# PROBLEM REQUIREMENTS:
Restate every line of the material, word for word.

Location identification entries:
** Start **

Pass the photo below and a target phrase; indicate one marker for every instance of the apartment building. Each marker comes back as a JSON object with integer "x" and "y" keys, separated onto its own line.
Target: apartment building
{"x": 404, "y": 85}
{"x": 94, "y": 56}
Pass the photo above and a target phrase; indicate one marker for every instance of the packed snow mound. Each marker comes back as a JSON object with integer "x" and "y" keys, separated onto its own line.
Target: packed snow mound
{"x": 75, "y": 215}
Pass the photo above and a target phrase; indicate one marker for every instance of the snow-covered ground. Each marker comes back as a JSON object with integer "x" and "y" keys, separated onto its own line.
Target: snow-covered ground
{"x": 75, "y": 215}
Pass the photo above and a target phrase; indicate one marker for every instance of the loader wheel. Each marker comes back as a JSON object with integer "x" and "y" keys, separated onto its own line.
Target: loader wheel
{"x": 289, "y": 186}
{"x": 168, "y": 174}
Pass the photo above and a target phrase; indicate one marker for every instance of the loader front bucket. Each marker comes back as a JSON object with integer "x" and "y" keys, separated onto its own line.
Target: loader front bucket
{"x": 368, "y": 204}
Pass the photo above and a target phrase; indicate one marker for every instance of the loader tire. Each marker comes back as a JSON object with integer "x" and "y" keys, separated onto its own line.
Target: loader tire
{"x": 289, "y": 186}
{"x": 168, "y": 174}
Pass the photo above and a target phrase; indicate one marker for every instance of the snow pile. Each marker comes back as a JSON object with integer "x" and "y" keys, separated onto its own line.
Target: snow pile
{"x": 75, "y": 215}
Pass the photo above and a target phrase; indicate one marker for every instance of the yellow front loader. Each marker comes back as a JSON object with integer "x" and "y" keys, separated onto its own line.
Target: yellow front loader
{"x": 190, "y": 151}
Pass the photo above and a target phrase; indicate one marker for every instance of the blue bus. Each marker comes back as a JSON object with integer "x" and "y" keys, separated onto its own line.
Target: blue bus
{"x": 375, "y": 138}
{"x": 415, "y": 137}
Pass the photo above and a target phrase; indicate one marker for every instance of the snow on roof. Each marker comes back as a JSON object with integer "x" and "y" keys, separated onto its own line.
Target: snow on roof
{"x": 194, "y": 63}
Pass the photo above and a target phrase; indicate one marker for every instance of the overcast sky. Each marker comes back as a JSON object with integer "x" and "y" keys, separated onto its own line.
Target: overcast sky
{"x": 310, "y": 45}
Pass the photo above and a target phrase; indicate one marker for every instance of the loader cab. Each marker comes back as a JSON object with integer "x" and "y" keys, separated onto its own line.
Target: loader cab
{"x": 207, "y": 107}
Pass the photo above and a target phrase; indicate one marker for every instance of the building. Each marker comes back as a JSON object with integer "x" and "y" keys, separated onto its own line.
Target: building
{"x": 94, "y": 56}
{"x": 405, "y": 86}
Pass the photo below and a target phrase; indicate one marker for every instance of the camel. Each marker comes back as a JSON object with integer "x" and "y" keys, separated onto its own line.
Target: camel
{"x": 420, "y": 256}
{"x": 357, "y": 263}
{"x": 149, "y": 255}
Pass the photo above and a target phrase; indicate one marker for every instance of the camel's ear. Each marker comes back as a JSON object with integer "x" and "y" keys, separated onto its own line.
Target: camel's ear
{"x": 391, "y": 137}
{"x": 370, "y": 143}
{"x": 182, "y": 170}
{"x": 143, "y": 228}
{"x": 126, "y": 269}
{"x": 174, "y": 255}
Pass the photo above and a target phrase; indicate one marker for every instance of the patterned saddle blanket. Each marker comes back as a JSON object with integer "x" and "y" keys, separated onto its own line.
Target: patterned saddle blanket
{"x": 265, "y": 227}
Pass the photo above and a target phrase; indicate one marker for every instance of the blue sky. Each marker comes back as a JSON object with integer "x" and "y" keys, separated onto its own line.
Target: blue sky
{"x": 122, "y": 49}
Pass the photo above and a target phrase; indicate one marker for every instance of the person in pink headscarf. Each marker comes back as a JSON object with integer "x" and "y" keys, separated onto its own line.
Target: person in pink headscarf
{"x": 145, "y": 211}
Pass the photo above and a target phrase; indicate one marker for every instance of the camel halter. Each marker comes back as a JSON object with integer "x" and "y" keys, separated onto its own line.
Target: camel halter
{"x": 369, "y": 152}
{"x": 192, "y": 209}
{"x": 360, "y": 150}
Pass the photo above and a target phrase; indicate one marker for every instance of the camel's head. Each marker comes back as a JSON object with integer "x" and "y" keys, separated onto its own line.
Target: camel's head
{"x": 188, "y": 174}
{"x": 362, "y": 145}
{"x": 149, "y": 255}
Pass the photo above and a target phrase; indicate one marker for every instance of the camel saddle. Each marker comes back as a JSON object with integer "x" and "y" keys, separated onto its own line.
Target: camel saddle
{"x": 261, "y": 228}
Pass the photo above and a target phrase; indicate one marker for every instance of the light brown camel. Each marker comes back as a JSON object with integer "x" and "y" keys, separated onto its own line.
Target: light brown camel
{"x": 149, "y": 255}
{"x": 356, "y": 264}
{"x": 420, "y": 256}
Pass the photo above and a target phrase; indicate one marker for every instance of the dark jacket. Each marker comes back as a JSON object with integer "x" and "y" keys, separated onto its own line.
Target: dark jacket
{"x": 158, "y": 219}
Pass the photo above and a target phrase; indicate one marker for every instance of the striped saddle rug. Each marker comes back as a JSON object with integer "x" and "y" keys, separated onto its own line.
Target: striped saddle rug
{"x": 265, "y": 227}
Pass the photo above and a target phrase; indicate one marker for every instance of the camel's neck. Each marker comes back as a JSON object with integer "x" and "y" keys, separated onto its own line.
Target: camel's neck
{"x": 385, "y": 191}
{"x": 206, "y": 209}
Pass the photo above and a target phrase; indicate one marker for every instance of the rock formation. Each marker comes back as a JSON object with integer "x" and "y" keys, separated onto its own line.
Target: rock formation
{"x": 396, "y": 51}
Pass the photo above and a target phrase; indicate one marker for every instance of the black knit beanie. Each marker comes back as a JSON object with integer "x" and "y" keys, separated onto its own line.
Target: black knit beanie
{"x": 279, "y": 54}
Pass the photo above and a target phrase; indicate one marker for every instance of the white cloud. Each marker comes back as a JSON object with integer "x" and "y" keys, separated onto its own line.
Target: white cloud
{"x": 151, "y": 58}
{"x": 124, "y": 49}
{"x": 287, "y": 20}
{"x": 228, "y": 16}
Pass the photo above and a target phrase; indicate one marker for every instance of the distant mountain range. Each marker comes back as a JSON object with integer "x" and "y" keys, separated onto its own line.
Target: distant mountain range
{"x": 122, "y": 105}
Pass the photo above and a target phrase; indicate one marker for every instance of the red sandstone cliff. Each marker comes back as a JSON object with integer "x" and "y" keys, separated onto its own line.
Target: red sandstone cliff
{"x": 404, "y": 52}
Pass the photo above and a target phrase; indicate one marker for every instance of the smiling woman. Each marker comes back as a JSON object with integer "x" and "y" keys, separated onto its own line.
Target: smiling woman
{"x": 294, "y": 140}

** End **

# WRITTEN RESPONSE:
Pass the photo below and a target phrase; indicate one marker for every instance of the apartment building. Each marker comes back as a JSON object with integer "x" and "y" keys, separated onto its own line.
Target: apartment building
{"x": 404, "y": 85}
{"x": 94, "y": 56}
Pass the photo above and a target phrase; indicate one marker for every instance of the packed snow mound. Each marker comes back as a JSON object with integer "x" and "y" keys, separated onto its own line.
Target: packed snow mound
{"x": 75, "y": 215}
Pass the photo above and a target phrase; indicate one marker for every instance of the snow-covered ground. Each marker comes back as a JSON object with integer "x" and "y" keys, separated onto its own line.
Target: snow-covered ground
{"x": 75, "y": 215}
Pass the photo above and a target phrase; indicate one marker for every instance of the loader wheel. Each marker comes back as a JSON object with integer "x" and "y" keys, separated onto its own line.
Target: loader wheel
{"x": 289, "y": 186}
{"x": 168, "y": 174}
Pass the photo above and a target phrase; indicate one marker for every instance of the loader front bucket. Each marker comes back as a JSON object with integer "x" and "y" keys, separated onto its own line.
Target: loader front bucket
{"x": 368, "y": 204}
Pass the photo above and a target phrase; indicate one marker for every instance of the loader tire. Each marker comes back as a JSON object with integer "x" and "y" keys, separated onto its own line.
Target: loader tire
{"x": 289, "y": 186}
{"x": 168, "y": 174}
Pass the photo above and a target phrase; indicate one marker for every instance of the snow pile. Each marker comes back as a JSON object with integer "x" and "y" keys, separated onto its own line.
Target: snow pile
{"x": 75, "y": 215}
Pass the photo above and a target phrase; indicate one marker for every instance of the yellow front loader. Each marker comes back as a JSON object with integer "x" and "y" keys, separated onto its own line.
Target: yellow front loader
{"x": 190, "y": 151}
Pass the photo above and a target phrase; indicate one marker for every instance of the blue bus. Each marker comes back as a JSON object with integer "x" and "y" keys, separated onto its own line.
Target: blue bus
{"x": 375, "y": 138}
{"x": 415, "y": 137}
Pass the photo above and a target phrase; indicate one marker for every instance of the snow on roof. Each marker comes back as a JSON object with integer "x" and "y" keys, separated onto its own line.
Target: snow on roof
{"x": 194, "y": 63}
Pass the photo above and a target phrase; indicate one marker for every instance of the overcast sky. Each marker comes back as a JSON object with integer "x" and "y" keys, separated onto its own line.
Target: overcast sky
{"x": 310, "y": 45}
Pass the photo above and a target phrase; indicate one marker for every instance of the loader cab. Each marker comes back as a JSON object with integer "x" and "y" keys, separated onto its own line.
Target: loader cab
{"x": 207, "y": 107}
Pass the photo above and a target phrase; indicate one marker for every instance of the building. Each marker comes back as a JSON object with integer "x" and "y" keys, separated onto its own line.
Target: building
{"x": 94, "y": 56}
{"x": 405, "y": 86}
Pass the photo below and a target phrase; indicate one marker for every instance of the camel. Each marker comes back as a JSON object with integer "x" and "y" keys, separated onto its own line.
Target: camel
{"x": 420, "y": 256}
{"x": 357, "y": 263}
{"x": 149, "y": 255}
Pass the photo above and a target phrase; indicate one marker for every instance of the camel's ear. Each marker comes back as a JSON object with integer "x" and "y" keys, separated onto its own line.
Target: camel's ear
{"x": 391, "y": 137}
{"x": 370, "y": 143}
{"x": 182, "y": 170}
{"x": 143, "y": 228}
{"x": 126, "y": 269}
{"x": 174, "y": 255}
Pass the photo above and a target phrase; indicate one marker for every instance of the patterned saddle blanket. Each marker comes back as a JSON object with integer "x" and "y" keys, separated onto its own line.
Target: patterned saddle blanket
{"x": 265, "y": 227}
Pass the photo above and a target phrase; indicate one marker for every instance of the blue sky. Each marker comes back as a JSON object with integer "x" and "y" keys, separated onto its own line.
Target: blue sky
{"x": 122, "y": 49}
Pass the photo above and a target phrase; indicate one marker for every instance of the person in pink headscarf. Each marker comes back as a JSON object with integer "x" and "y" keys, separated onto its own line.
Target: person in pink headscarf
{"x": 145, "y": 211}
Pass the photo above and a target phrase; indicate one marker for every instance of the camel halter. Each marker comes back as a JSON object with integer "x" and "y" keys, separated onto its own line.
Target: camel halter
{"x": 369, "y": 152}
{"x": 192, "y": 209}
{"x": 360, "y": 150}
Pass the photo above and a target phrase; indicate one marker for every instance of the camel's head. Each marker comes back as a JSON object with integer "x" and "y" keys, separated onto its own line.
Target: camel's head
{"x": 188, "y": 174}
{"x": 362, "y": 145}
{"x": 149, "y": 255}
Pass the photo above and a target phrase; indicate one marker for every instance of the camel saddle. Each marker comes back as a JSON object with integer "x" and "y" keys, separated onto its own line.
Target: camel saddle
{"x": 261, "y": 228}
Pass the photo above and a target phrase; indicate one marker for every instance of the light brown camel. Each marker comes back as a JSON object with integer "x" and "y" keys, separated onto its own line.
Target: light brown camel
{"x": 149, "y": 255}
{"x": 356, "y": 264}
{"x": 420, "y": 256}
Pass the photo above and a target phrase; indicate one marker for every instance of the dark jacket. Each marker comes back as a JSON object with integer "x" and "y" keys, separated onto its own line.
Target: dark jacket
{"x": 158, "y": 219}
Pass the photo above and a target phrase; indicate one marker for every instance of the striped saddle rug. Each marker comes back as a JSON object with integer "x" and "y" keys, separated onto its own line.
Target: striped saddle rug
{"x": 265, "y": 227}
Pass the photo above and a target phrase; indicate one marker for every instance of the camel's neck. Each marker comes back as a JSON object with integer "x" and "y" keys, separated onto its own line.
Target: camel's neck
{"x": 385, "y": 191}
{"x": 206, "y": 209}
Pass the photo above and a target phrase; indicate one marker for every instance of the rock formation. Each marker comes back as a JSON object with integer "x" and "y" keys, separated onto its own line.
Target: rock formation
{"x": 396, "y": 51}
Pass the photo above and a target phrase; indicate one marker for every instance of the black knit beanie. Each marker comes back as a JSON object with integer "x" and "y" keys, separated onto its own line.
Target: black knit beanie
{"x": 279, "y": 54}
Pass the photo above and a target phrase; indicate one marker for every instance of the white cloud. Each marker comes back as a JSON object with integer "x" and "y" keys, separated onto its own line.
Target: white cloud
{"x": 151, "y": 58}
{"x": 124, "y": 49}
{"x": 287, "y": 20}
{"x": 228, "y": 16}
Pass the photo above and a target phrase; indicate one marker for every instance of the distant mountain range. Each marker comes back as a JSON object with integer "x" and "y" keys, separated onto its own line.
Target: distant mountain range
{"x": 122, "y": 105}
Pass the photo above and a target phrase; indicate one marker for every instance of the red sandstone cliff. Each marker comes back as a JSON object with integer "x" and "y" keys, separated onto its own line.
Target: red sandstone cliff
{"x": 404, "y": 52}
Pass the photo above and a target phrase; indicate one marker for every instance of the smiling woman. Each marker comes back as a JSON object with integer "x" and "y" keys, separated onto its own line.
Target: smiling woman
{"x": 294, "y": 140}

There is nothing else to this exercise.